08/10/2015 - Copyleft
Boletim Carta Maior
*Rita Almeida
O desejo como antídoto para o querer na sociedade de consumo
Há quem pense que querer e desejar sejam a mesma coisa. Não são, e utilizar a tesoura do desejo seria a verdadeira revolução.
Há quem pense que querer e desejar sejam a mesma coisa. Não são! Ao menos, não para a psicanálise.
O querer é uma enorme prateleira, o desejo uma tesoura. A operação matemática do querer é a soma e do desejo a divisão, nunca exata, sempre com resto. O querer é cumulativo, já o desejo, envolve escolha e perda.
A operação que rege e sustenta o sistema capitalista e, portanto, domina a forma de estarmos no mundo hoje em dia é o querer. Ao capitalismo interessa o acumulo de coisas; prateleiras cheias para vender, prateleiras cheias para comprar. Queremos mais um livro, mais um perfume e mais um sapato, não importa quantos já temos. Queremos mais uma especialização, mais uma viagem e mais 20 canais de TV, não importa que sentido tenham feito em nossa vida. Queremos mais um carro, mais um imóvel e mais bens, não importa o que isso represente para a coletividade humana e a sustentabilidade do nosso planeta.
Jacques Lacan ao construir sua teoria dos discursos faz menção ao que ele chama de Discurso Capitalista, que seria uma mutação pervertida do Discurso do Mestre. Enquanto o Discurso do Mestre se baseia na relação do senhor e do escravo – resgatado da dialética hegeliana – o Discurso Capitalista se dá pelo eclipse da relação entre os sujeitos. Em tal discurso, o sujeito não se relaciona com um outro, se relaciona apenas com os objetos–mercadoria. Tudo vira objeto a ser consumido, até mesmo os próprios sujeitos.

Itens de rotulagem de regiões
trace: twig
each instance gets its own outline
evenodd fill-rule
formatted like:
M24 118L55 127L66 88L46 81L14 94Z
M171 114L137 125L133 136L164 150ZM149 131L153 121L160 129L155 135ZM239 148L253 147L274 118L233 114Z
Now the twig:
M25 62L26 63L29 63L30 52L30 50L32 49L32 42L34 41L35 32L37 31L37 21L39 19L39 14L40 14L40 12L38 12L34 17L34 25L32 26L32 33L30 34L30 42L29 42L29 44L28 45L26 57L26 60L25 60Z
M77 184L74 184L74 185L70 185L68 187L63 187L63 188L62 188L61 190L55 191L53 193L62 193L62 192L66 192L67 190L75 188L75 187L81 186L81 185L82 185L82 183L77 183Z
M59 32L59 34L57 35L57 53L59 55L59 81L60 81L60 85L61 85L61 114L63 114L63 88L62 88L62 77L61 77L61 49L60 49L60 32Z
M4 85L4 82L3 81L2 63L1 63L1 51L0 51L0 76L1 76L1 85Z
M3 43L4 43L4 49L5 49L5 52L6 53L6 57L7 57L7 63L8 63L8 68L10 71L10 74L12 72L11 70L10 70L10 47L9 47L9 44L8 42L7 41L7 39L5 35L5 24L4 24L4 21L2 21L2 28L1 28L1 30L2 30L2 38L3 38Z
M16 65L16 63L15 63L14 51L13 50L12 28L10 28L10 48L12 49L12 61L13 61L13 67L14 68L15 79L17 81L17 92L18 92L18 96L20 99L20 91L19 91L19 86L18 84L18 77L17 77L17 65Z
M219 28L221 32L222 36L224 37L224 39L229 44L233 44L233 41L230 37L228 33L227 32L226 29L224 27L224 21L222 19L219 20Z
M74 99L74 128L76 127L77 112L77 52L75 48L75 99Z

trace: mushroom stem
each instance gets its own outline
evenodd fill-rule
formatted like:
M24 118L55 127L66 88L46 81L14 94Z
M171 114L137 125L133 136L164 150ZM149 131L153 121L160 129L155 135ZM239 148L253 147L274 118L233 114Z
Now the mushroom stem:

Faça o seguinte →
#1 No texto sobre o desejo e o querer na sociedade de consumo, qual operação matemática corresponde ao desejo?
#2 Escreva a continuação do texto sobre o desejo e o querer na sociedade de consumo, começando logo após a última frase apresentada.

Resultados das tarefas →
#1 A divisão, nunca exata, sempre com resto.

#2
O agente do Discurso Capitalista é o consumidor, seu interesse é pelo consumo. Como diria Viviane Forrester, na sociedade atual consumir é nosso último recurso, nossa última utilidade. Somos clientes necessários à sustentação do modelo capitalista.
Mas consumidor é aquele sujeito que está sempre aquém, sempre em déficit, pois sempre haverá uma bugiganga, uma tecnologia, um bem, um saber e um modelo mais novo que ele ainda não conseguiu adquirir, portanto, o verbo que ele conjuga é o querer. Entretanto, o engano do consumidor não é se considerar incompleto, já que a incompletude é uma realidade irremediável para todos nós, mas sim acreditar que irá alcançar a completude por meio da aquisição de coisas; das coisas que ainda não tem.
Nesse sentido, o querer é uma armadilha, pois por mais que o sujeito adquira coisas estará sempre se sentindo em falta, e ao invés de aceitá-la, seu movimento é continuar a buscar no consumo, coisas que criem uma falsa sensação de completude. O querer é sempre mais, sempre sem limites. O querer funciona como negação da castração. No excesso de querer o sujeito se perde, pois perde a capacidade de fazer escolhas, e com isso, seu potencial singular.
Mas, e o desejo?
A psicanálise se sustenta sobre a ética do desejo. Ao contrário do querer, em que o sujeito quer tudo até que sua prateleira fique completa, o desejo implica em escolhas, portanto, em perdas. O desejo é uma tesoura, sendo assim desejar implica em fazer opções. Ou isso Ou aquilo, diria Cecília Meireles.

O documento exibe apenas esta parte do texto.